## EXTRACTED INFORMATION
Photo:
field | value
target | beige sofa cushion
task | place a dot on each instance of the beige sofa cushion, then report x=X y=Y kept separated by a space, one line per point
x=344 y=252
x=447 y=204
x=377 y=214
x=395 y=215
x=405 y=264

## EXERCISE
Please copy the lines above word for word.

## WORKED SOLUTION
Photo:
field | value
target | beige sofa cushion
task | place a dot on each instance of the beige sofa cushion, then report x=X y=Y kept separated by a space, one line per point
x=344 y=252
x=447 y=204
x=377 y=214
x=395 y=215
x=405 y=264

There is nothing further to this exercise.